[Object location annotation data]
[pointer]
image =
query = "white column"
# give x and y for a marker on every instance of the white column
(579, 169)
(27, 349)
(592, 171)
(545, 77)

### WHAT THIS TASK INVOLVES
Convert every line of the rows above into a JSON list of strings, one string per line, leaving out any blank lines.

### SOLVED EXERCISE
[
  "[pointer]",
  "image =",
  "query = \"white column\"",
  "# give x and y for a marker on every instance of the white column",
  "(579, 169)",
  "(27, 349)",
  "(592, 171)",
  "(545, 77)"
]